__Prompt 1__:
Copy out the rows below, beginning with the line that has "If you wouldn't mind, I'd love your help finding the metal" and stopping after the line that has "xmin=0 ymin=0 xmax=640 ymax=139".

__Extract provided__:
---*---

Books read by year

Friday, April 23, 2010

Beezus and Ramona ~ by Beverly Cleary, 1955

It's kind of fun when I'm reading along in one book to run across a reference to another book I have recently read. That happened to me last night when I read the first page of Bare Your Soul, a 2002 nonfiction book edited by Angela Watrous.  In the chapter called "My Sister's Keeper, Twilight Greenaway writes:
"As kids, Mara and I were so close it was sometimes suffocating.  I was Beezus, she was Ramona."
Only if you know the other book would you understand that Mara was Twilight's annoying little sister.  Here's an example from page 14 of Beezus and Ramona:
"Beezus watched her little sister pedal furiously around the living room, inhaling and exhaling [to make noises on her harmonica].  Why did she have to like a book about a steam shovel anyway?  Girls weren't supposed to like machinery.  Why couldn't she like something quiet, like Peter Rabbit?"

---*---

__Prompt 2__:
According to the blog post above, who edited Bare Your Soul?

(Records of labeled boxes)

---*---

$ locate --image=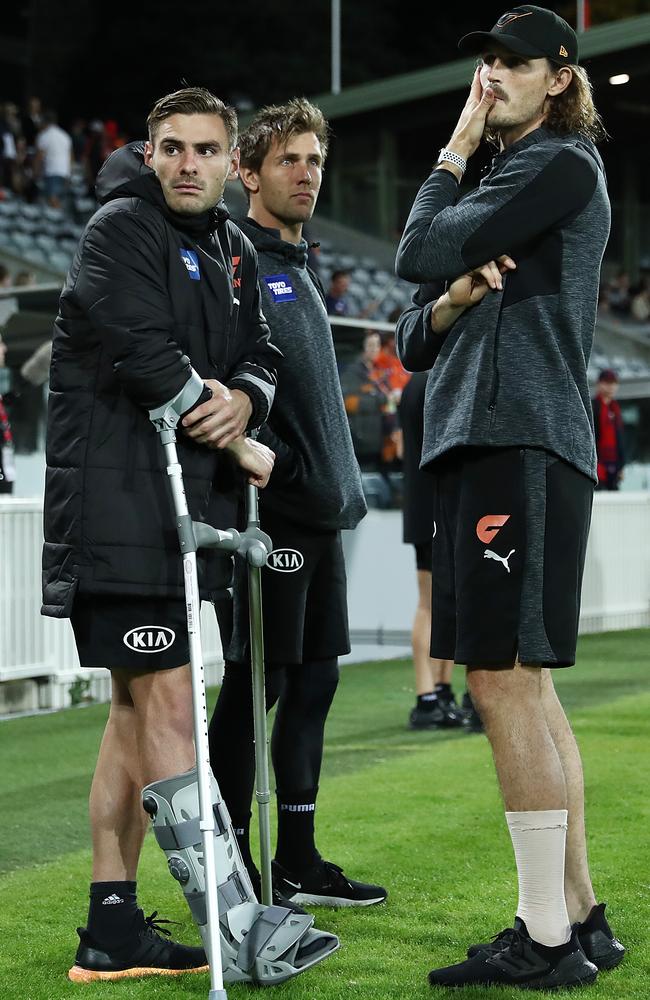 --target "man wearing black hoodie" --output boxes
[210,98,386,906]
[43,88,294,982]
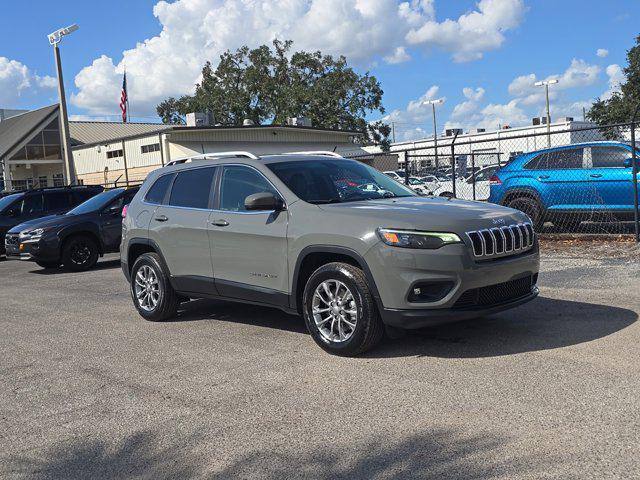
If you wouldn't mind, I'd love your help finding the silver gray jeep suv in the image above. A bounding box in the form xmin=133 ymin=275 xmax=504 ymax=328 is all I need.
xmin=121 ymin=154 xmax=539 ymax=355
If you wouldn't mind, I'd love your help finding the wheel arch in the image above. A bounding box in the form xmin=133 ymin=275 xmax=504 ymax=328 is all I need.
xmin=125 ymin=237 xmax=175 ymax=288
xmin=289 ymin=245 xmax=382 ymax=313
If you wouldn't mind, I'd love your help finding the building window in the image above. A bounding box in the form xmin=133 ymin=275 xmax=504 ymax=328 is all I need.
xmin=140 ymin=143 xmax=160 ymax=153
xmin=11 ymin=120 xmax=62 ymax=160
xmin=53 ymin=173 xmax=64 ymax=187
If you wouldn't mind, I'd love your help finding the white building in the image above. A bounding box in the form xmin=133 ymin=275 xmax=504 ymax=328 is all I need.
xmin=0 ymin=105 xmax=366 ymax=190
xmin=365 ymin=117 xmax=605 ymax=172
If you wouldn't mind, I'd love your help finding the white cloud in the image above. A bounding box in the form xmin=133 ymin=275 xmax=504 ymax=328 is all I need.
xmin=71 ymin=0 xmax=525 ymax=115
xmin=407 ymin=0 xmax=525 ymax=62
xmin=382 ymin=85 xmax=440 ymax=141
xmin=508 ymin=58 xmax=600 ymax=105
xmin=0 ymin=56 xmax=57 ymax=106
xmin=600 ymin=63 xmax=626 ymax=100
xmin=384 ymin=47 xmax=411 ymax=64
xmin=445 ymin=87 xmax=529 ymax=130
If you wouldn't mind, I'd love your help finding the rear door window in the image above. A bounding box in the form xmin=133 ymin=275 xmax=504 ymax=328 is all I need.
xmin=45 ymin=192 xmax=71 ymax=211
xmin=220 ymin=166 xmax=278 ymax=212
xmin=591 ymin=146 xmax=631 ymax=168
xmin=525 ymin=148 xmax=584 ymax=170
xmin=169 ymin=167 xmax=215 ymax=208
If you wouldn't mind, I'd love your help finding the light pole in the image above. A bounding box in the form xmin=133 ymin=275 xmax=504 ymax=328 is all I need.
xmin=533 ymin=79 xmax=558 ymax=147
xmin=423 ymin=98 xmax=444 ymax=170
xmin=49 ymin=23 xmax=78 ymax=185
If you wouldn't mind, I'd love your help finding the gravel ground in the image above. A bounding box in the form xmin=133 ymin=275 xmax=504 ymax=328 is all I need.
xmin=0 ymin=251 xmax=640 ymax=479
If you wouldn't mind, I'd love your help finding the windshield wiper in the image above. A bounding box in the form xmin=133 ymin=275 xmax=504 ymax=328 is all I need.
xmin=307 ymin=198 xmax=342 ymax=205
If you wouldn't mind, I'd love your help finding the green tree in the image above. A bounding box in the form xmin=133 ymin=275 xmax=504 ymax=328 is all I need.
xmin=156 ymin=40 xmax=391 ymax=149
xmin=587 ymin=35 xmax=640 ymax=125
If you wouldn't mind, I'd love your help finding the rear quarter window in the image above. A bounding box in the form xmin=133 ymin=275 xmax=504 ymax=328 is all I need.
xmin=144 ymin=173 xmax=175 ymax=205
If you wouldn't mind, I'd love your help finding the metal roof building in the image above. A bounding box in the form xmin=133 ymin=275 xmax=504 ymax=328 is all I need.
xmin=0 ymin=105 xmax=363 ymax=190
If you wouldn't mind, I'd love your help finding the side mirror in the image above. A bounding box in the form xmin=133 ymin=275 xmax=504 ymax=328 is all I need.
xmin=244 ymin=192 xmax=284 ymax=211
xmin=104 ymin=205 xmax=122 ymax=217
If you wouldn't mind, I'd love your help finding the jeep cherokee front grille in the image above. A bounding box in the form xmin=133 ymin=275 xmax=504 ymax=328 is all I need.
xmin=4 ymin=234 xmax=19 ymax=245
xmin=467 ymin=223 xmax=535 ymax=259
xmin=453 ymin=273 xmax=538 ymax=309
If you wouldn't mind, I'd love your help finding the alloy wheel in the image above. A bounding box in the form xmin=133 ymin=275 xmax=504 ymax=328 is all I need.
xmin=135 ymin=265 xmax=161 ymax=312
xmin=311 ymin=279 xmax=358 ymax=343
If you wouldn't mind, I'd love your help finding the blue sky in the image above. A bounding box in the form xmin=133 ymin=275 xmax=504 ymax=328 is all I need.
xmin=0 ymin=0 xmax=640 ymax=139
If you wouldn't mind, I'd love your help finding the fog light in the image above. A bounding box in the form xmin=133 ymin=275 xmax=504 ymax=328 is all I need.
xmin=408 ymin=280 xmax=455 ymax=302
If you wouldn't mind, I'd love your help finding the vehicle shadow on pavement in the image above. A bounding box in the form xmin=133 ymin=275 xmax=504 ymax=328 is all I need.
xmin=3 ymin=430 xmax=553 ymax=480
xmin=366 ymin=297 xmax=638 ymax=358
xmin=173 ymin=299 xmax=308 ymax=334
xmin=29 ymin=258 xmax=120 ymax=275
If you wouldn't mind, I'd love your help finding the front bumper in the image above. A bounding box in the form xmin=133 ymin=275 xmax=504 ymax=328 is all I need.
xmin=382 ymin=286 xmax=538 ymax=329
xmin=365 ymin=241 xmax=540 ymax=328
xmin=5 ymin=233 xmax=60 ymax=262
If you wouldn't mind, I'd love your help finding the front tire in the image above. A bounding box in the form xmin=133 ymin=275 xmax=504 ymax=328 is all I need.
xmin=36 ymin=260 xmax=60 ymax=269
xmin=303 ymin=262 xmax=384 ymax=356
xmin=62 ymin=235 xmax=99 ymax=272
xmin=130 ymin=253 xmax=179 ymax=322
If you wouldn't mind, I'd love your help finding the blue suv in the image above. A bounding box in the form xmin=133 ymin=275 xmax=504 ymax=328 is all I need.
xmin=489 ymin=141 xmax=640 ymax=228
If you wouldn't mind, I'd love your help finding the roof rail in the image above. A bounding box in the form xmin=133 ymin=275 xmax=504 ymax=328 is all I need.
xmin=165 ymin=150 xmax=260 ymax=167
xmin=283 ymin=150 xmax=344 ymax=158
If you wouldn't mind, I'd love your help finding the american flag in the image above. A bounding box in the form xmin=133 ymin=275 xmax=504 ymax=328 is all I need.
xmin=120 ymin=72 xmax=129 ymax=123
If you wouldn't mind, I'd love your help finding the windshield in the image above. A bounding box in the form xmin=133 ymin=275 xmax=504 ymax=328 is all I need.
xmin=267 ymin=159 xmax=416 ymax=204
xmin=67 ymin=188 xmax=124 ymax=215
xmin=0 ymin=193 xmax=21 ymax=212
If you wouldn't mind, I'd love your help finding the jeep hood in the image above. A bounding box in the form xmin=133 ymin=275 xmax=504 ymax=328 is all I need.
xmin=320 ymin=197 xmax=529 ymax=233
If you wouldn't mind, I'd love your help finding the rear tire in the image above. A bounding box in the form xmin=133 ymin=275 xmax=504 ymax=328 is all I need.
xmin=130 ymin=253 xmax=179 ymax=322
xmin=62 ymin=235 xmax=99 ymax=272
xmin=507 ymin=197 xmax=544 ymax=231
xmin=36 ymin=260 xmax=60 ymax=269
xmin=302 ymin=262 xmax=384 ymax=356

---*---

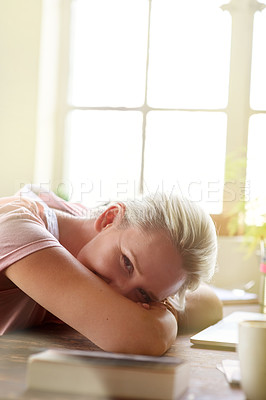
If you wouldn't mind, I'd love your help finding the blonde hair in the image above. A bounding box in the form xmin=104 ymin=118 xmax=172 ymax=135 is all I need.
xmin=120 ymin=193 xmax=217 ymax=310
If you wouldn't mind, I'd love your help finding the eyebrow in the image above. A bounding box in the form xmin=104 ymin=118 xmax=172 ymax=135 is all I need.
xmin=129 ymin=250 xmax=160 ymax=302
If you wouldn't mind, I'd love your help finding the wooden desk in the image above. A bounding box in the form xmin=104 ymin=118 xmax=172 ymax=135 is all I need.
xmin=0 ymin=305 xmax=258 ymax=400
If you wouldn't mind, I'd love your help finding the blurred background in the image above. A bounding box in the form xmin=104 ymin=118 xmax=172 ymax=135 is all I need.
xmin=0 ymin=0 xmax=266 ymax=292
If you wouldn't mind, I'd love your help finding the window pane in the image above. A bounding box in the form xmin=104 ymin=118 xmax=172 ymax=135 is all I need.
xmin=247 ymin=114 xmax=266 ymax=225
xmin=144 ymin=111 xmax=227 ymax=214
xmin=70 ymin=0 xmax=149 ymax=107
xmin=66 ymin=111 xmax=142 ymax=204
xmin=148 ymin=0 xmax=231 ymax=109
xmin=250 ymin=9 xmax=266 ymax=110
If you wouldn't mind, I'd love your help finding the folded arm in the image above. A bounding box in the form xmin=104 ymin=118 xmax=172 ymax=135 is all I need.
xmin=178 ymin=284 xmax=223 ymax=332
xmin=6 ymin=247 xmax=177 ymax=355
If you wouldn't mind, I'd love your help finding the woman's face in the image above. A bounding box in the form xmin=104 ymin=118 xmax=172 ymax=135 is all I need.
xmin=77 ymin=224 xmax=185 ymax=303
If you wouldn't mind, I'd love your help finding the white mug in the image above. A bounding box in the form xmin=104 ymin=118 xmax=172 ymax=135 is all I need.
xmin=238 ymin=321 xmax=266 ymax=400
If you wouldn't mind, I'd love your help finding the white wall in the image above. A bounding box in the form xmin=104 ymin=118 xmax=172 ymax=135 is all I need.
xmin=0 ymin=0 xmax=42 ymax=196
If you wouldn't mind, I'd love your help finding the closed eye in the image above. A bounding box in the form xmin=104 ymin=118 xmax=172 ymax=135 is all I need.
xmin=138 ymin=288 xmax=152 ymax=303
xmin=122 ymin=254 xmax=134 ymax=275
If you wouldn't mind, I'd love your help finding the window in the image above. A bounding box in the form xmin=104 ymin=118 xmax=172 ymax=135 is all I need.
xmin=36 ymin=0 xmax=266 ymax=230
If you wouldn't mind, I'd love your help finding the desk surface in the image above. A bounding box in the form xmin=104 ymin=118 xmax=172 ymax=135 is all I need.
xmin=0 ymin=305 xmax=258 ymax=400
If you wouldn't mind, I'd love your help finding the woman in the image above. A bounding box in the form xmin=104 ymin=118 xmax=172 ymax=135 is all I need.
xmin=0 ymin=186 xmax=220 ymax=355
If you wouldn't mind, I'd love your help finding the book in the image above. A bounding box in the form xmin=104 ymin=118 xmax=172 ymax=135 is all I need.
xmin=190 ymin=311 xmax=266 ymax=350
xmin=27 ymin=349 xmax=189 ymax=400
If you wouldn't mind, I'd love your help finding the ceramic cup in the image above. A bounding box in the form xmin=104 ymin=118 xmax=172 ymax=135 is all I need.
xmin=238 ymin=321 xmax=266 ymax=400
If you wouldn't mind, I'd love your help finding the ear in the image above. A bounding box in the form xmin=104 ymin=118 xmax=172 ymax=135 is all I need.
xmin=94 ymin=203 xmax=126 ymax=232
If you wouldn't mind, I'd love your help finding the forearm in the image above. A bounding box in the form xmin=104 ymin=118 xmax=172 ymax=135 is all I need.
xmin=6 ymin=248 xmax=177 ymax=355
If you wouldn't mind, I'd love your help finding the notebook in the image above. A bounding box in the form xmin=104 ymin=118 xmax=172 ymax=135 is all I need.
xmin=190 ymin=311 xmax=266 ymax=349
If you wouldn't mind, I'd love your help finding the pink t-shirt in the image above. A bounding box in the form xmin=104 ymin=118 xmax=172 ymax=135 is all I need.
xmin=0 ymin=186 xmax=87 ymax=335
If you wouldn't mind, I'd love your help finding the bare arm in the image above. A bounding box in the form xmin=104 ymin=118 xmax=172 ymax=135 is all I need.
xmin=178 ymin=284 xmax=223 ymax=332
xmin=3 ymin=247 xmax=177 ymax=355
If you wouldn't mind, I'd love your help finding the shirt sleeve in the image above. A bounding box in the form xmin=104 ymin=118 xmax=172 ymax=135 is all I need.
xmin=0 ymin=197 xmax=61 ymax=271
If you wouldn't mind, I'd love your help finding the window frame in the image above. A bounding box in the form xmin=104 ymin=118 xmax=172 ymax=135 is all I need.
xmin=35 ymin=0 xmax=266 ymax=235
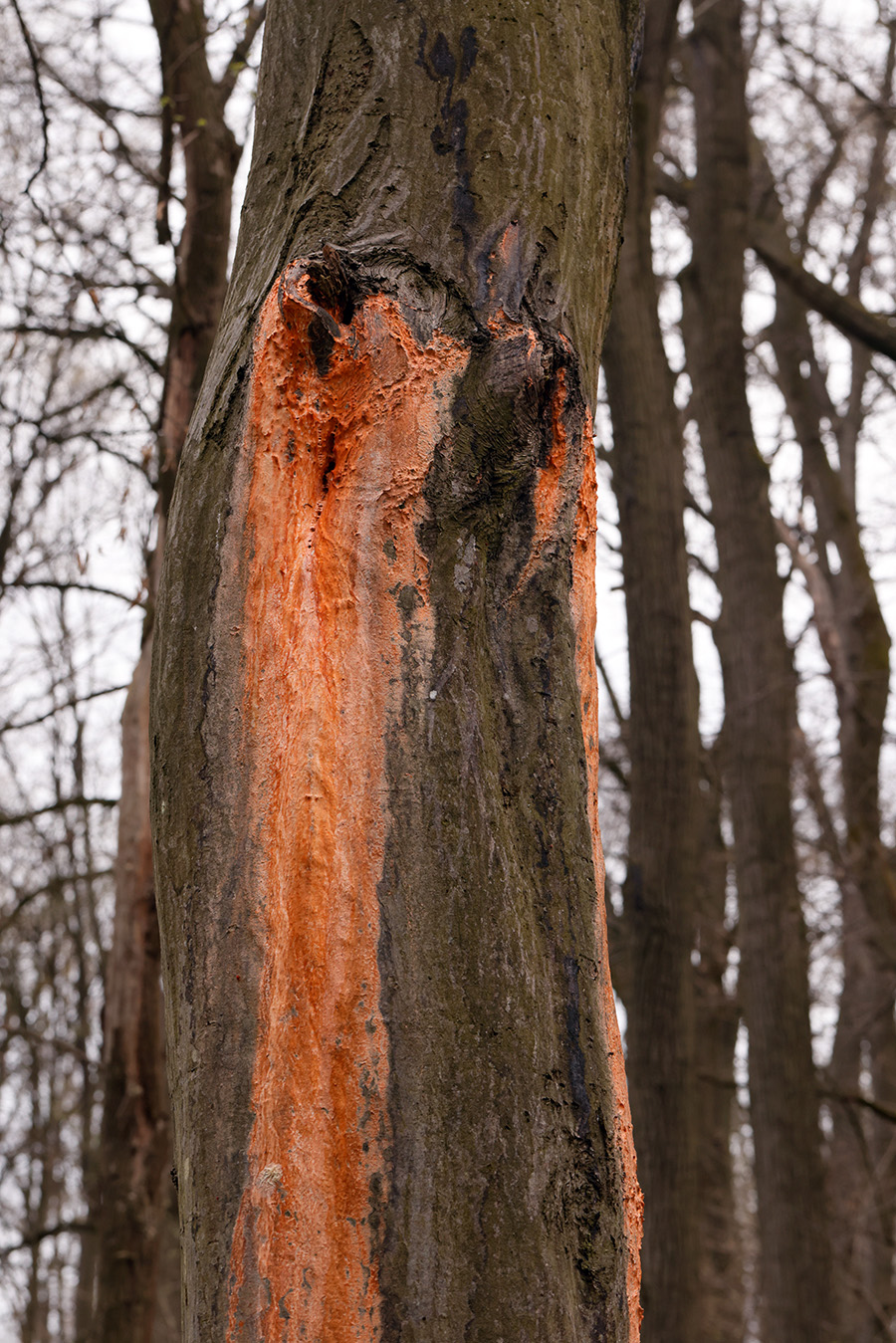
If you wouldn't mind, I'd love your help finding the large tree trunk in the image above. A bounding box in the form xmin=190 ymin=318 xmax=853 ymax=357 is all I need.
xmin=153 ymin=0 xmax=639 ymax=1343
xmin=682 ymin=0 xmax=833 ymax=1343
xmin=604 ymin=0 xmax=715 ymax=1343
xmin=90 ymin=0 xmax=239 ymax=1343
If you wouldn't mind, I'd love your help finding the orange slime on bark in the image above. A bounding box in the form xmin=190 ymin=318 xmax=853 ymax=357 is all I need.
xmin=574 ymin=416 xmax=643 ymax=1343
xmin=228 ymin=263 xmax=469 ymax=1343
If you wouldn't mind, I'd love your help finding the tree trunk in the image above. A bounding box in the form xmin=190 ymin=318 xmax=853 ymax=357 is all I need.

---*---

__Written answer 1__:
If you wouldn't mind, I'd love your help finding the metal roof building in the image above. A bounding box in the form xmin=133 ymin=275 xmax=504 ymax=328 is all I need.
xmin=0 ymin=105 xmax=363 ymax=190
If you wouldn't mind, I'd love your help finding the side mirror in the image above. A bounding box in the form xmin=133 ymin=275 xmax=504 ymax=328 is all I need.
xmin=244 ymin=192 xmax=284 ymax=211
xmin=104 ymin=205 xmax=122 ymax=217
If you wouldn't mind, I'd love your help finding the jeep cherokee front grille in the image above. A bounding box in the form xmin=133 ymin=275 xmax=504 ymax=328 is all I need.
xmin=4 ymin=234 xmax=19 ymax=245
xmin=467 ymin=223 xmax=535 ymax=259
xmin=453 ymin=273 xmax=538 ymax=309
If you wouldn't mind, I'd love your help finding the alloy wheel in the image above. A bounding box in the form xmin=133 ymin=275 xmax=504 ymax=328 is all I need.
xmin=135 ymin=265 xmax=161 ymax=312
xmin=311 ymin=279 xmax=358 ymax=343
If you wouldn't mind, I'd love your help finding the blue sky in the image above. A bounding box in the form xmin=133 ymin=275 xmax=504 ymax=328 is all I need.
xmin=0 ymin=0 xmax=640 ymax=139

__Written answer 2__:
Angela Watrous